BEGIN
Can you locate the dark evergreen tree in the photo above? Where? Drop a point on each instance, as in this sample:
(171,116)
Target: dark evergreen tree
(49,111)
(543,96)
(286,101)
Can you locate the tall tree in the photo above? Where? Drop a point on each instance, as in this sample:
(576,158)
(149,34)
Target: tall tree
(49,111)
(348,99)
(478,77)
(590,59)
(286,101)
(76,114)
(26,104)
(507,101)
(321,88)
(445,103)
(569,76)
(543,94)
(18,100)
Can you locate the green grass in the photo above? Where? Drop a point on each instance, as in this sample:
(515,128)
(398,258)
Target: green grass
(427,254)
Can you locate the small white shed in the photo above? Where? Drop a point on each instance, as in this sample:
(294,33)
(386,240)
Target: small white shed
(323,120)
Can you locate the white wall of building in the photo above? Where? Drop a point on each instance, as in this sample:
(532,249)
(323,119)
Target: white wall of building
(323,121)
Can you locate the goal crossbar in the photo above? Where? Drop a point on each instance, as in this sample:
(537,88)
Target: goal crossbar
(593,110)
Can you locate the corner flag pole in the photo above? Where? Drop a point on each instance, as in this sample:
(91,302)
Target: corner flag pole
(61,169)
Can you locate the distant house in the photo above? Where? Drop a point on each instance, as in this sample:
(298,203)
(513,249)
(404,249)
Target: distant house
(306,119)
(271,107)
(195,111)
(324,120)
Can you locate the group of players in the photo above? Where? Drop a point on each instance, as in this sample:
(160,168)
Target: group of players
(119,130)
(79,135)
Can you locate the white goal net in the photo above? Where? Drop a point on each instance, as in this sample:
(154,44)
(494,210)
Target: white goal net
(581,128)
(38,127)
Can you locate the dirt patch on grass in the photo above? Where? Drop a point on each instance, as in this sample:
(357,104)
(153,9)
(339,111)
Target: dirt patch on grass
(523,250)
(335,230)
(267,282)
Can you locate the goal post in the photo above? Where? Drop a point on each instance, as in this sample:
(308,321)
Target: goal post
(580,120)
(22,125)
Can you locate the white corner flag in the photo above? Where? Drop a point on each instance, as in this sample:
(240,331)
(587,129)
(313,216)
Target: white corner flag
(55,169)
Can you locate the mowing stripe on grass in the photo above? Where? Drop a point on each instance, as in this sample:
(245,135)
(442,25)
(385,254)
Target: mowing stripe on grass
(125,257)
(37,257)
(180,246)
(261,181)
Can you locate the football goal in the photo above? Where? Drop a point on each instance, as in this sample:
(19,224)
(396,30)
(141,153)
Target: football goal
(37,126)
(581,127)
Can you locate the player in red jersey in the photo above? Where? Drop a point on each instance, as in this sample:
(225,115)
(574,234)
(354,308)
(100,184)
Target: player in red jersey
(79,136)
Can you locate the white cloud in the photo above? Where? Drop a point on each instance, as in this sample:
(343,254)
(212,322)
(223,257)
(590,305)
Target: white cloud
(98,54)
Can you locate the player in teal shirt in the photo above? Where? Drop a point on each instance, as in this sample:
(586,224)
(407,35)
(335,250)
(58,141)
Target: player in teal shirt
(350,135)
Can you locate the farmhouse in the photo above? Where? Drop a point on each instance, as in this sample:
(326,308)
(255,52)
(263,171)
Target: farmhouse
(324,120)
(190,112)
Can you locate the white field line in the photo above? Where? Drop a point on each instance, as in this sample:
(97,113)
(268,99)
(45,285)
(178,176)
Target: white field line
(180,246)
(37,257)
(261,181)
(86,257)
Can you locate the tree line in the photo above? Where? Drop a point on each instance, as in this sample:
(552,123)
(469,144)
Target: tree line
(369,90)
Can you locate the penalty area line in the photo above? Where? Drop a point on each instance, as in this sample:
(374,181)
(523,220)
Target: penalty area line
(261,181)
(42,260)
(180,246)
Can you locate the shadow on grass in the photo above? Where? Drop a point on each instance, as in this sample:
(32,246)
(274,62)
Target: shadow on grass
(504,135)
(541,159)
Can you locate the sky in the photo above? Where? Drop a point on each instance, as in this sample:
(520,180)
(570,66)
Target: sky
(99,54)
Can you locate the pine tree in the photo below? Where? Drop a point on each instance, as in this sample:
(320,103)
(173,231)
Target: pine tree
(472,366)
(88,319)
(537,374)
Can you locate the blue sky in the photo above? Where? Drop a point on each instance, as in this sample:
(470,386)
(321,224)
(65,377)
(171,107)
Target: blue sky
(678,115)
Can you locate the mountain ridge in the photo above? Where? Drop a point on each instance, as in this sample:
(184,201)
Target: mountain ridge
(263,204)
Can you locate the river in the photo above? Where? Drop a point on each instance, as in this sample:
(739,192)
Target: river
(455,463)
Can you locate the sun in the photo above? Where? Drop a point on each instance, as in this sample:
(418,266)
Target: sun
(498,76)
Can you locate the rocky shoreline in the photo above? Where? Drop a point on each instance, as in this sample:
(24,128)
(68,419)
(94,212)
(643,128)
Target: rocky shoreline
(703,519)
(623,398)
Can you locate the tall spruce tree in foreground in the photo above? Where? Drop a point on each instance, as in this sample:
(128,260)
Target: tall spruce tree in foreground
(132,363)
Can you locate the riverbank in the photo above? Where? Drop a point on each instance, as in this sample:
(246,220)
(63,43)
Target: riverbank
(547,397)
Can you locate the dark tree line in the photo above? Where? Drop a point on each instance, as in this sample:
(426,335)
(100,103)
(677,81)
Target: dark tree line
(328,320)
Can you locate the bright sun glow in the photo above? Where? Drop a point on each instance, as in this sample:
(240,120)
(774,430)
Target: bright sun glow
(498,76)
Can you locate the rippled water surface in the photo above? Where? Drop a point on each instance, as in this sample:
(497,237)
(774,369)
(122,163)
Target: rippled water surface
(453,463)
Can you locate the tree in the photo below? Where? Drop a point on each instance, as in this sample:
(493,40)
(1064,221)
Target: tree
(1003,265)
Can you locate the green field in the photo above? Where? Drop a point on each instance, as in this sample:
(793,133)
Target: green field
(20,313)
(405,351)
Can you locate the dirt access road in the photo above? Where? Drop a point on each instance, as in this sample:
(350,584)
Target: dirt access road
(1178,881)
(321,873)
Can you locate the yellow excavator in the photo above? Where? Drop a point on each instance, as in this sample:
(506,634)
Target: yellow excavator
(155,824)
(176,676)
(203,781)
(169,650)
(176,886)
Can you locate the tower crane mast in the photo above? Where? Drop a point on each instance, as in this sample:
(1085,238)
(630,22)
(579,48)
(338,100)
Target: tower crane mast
END
▶ What you are asked to do: Go through the entries line by line and count those with "below". Give only the count.

▶ Exercise response: 2